# DATA SECTION:

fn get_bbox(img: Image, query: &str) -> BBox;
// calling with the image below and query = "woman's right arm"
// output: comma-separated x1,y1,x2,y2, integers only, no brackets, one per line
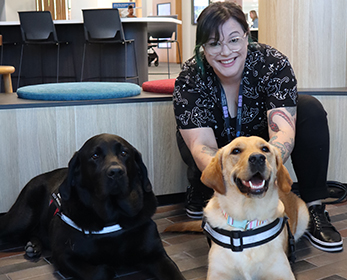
180,127,218,172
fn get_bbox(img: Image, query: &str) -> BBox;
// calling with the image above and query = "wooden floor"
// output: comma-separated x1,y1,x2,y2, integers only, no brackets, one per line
0,202,347,280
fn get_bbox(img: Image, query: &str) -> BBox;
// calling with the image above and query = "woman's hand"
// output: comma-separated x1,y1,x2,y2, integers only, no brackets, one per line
267,107,296,163
180,127,218,172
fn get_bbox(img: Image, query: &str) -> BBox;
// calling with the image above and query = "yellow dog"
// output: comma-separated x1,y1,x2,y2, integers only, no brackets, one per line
168,136,309,280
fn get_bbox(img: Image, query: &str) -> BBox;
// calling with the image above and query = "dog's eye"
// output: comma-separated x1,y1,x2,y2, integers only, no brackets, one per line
92,153,99,160
231,148,241,155
261,146,270,153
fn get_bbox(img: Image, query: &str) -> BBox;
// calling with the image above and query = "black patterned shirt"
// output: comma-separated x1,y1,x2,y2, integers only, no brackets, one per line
173,43,298,147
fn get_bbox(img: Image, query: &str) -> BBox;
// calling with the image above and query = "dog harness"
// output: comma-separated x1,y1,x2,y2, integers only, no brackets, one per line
222,211,269,229
202,217,295,261
49,193,122,234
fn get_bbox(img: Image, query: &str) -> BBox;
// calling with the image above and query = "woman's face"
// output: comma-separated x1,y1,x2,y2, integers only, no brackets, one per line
204,18,248,82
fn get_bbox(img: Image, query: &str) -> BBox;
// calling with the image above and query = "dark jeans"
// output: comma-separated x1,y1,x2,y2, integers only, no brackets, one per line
176,95,329,202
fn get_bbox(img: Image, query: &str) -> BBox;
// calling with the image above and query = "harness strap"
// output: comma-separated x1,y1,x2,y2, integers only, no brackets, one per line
49,193,122,234
57,213,122,234
202,217,288,252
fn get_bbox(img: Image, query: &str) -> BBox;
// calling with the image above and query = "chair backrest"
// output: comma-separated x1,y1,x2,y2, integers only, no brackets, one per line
18,11,58,42
147,15,177,40
82,9,125,41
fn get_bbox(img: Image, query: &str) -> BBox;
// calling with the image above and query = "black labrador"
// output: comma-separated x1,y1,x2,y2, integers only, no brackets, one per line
0,134,184,280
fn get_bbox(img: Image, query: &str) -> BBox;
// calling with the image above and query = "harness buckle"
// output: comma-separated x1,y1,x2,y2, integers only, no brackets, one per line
230,230,243,252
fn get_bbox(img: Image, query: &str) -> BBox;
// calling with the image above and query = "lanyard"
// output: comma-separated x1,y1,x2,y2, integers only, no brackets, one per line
220,80,243,142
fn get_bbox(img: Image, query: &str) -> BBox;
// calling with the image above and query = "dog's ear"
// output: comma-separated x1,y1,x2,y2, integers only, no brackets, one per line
59,152,80,200
200,150,226,194
134,148,152,192
275,148,293,193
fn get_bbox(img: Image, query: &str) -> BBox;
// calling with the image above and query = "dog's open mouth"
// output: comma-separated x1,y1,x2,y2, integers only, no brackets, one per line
235,173,269,195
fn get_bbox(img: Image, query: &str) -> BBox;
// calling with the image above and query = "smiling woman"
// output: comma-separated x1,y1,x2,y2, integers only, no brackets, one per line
173,2,343,254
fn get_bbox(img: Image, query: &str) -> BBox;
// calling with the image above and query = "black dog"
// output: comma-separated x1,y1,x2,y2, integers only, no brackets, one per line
0,134,184,280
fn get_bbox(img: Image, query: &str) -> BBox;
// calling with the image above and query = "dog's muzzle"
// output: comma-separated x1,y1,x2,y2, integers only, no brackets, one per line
234,154,269,195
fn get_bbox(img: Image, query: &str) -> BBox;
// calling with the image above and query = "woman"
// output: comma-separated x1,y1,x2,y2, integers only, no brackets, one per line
173,2,343,252
249,10,258,28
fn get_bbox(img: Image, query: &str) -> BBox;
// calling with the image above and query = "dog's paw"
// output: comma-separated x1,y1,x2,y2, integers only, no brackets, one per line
24,241,41,258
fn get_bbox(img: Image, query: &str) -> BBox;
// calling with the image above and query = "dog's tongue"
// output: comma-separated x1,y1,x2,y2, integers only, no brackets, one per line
242,177,265,189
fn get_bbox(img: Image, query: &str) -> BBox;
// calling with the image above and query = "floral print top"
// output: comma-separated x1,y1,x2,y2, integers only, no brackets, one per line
173,43,298,147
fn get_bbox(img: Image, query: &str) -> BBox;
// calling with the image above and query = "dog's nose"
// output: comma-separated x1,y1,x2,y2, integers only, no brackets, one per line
248,154,266,166
107,166,124,179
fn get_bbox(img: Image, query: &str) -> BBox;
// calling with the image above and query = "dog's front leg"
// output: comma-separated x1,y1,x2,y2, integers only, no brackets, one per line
54,256,115,280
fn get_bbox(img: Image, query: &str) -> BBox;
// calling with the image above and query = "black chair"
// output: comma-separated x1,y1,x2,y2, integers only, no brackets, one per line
147,15,182,79
17,11,67,88
81,9,139,83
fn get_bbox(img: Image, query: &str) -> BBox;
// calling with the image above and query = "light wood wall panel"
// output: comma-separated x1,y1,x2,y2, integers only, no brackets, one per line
0,102,188,212
259,0,347,88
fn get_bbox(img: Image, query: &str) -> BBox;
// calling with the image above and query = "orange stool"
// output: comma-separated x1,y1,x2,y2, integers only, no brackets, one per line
0,65,15,93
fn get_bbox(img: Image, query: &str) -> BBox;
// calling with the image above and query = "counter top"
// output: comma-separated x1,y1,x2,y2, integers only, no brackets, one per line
0,17,182,26
0,87,347,110
0,91,172,110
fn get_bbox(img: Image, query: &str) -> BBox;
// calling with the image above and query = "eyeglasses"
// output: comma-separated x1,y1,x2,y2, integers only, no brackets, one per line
203,32,248,55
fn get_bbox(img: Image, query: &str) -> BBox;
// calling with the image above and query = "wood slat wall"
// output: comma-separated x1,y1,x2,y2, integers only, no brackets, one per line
259,0,347,88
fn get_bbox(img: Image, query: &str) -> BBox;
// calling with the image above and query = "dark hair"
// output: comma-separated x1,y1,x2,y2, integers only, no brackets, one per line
195,2,249,71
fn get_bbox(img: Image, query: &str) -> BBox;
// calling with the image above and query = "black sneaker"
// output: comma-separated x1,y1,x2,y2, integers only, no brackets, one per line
185,186,213,219
304,205,343,252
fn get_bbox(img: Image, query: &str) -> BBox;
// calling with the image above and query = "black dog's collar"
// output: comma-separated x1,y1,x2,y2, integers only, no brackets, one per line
202,217,287,252
50,193,122,234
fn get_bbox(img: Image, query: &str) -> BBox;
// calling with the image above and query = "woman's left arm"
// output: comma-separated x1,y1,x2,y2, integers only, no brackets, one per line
267,107,296,163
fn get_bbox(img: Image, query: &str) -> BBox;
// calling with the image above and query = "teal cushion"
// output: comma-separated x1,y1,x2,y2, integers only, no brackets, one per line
17,82,141,100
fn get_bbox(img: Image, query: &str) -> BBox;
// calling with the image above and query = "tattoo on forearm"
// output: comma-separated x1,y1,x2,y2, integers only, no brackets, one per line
269,109,295,132
201,146,218,157
269,136,294,162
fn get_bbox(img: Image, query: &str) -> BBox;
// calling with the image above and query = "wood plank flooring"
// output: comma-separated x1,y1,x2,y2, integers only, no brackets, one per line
0,202,347,280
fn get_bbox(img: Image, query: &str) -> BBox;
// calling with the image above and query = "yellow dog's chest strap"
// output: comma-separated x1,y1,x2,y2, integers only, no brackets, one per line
202,217,295,255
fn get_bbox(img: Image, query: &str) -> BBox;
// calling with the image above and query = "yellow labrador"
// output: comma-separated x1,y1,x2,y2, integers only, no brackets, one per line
165,136,309,280
201,136,309,280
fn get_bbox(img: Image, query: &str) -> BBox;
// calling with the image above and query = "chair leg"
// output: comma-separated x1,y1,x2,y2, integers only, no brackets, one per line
80,43,87,82
2,74,13,93
57,43,60,83
133,41,140,85
17,44,24,89
166,43,170,79
176,41,182,68
123,43,128,82
0,45,4,91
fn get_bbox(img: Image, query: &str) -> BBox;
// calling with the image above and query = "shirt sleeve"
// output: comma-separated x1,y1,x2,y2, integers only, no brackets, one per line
265,48,298,110
173,60,216,129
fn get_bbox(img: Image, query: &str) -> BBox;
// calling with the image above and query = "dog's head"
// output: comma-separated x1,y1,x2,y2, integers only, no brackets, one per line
201,136,292,198
59,134,152,219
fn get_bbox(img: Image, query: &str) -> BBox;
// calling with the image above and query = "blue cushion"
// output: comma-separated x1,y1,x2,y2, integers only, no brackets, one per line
17,82,141,100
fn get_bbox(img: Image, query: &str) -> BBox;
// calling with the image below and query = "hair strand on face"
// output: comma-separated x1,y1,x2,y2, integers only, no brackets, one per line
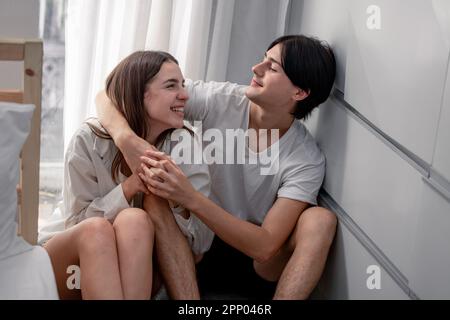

# STATED GOAL:
Lay out the records as a Markdown table with two columns, Row and Line. Start at the first line of the records and stop after the line containing "202,217,288,252", skipping blank lines and leaving the pictures out.

# THE ANSWER:
| Row | Line |
|---|---|
| 1 | fn get_bbox(img: Image, query: &str) -> BBox; |
| 2 | // calling with the image below and query = "woman's right arm" |
| 3 | // output: comma-separated x1,y1,x2,y2, integers only, no brackets, one per line |
| 4 | 180,127,218,172 |
| 5 | fn get_bbox(img: Image, query: &str) -> BBox; |
| 6 | // calling with the image above and query = "wooden floor" |
| 7 | // output: comma-separated x1,y1,x2,y2, integers only, no brackets, one per line |
| 8 | 0,202,347,280 |
| 9 | fn get_bbox(img: Image, query: &str) -> BBox; |
| 10 | // calling with the image above and query = "woman's hand" |
| 11 | // output: comma-separated x1,y1,x2,y2, integers only, no brackets, one per line |
| 12 | 267,107,296,163 |
| 13 | 180,127,218,172 |
| 14 | fn get_bbox(img: Image, query: &str) -> BBox; |
| 15 | // calling with the image above and query = "yellow dog" |
| 16 | // output: comma-separated x1,y1,x2,y2, integers only, no brackets, one per line |
| 17 | 168,136,309,280 |
| 18 | fn get_bbox(img: Image, query: &str) -> BBox; |
| 19 | // calling with the image above and query = "dog's eye" |
| 20 | // output: comma-separated x1,y1,x2,y2, integers only, no brackets, one per line |
| 21 | 92,153,99,160 |
| 22 | 231,148,241,155 |
| 23 | 261,146,270,153 |
| 24 | fn get_bbox(img: Image, query: &str) -> BBox; |
| 25 | // calling with the image above and query = "black patterned shirt" |
| 26 | // output: comma-separated x1,y1,x2,y2, integers only, no brackets, one per line |
| 27 | 173,43,298,147 |
| 28 | fn get_bbox(img: Image, query: &str) -> BBox; |
| 29 | // calling with the image above and query = "dog harness" |
| 30 | // output: comma-separated x1,y1,x2,y2, integers only, no brackets, one per line |
| 31 | 222,211,269,229 |
| 32 | 202,217,295,261 |
| 33 | 49,193,122,234 |
| 34 | fn get_bbox(img: Image, query: &str) -> BBox; |
| 35 | // calling with the image above and query = "woman's face" |
| 36 | // output: comma-separated x1,y1,x2,y2, integers only, no brackets, one per line |
| 37 | 204,18,248,82 |
| 38 | fn get_bbox(img: Image, query: &str) -> BBox; |
| 39 | // calling with the image above and query = "dark jeans" |
| 40 | // output: comma-separated x1,y1,x2,y2, integers only, no brackets, one per line |
| 41 | 176,95,329,202 |
| 42 | fn get_bbox(img: Image, query: &str) -> BBox; |
| 43 | // calling with the image above and query = "harness strap" |
| 44 | // output: comma-separated x1,y1,x2,y2, integers only, no brackets, one per line |
| 45 | 49,193,122,234 |
| 46 | 57,213,122,234 |
| 47 | 202,217,288,252 |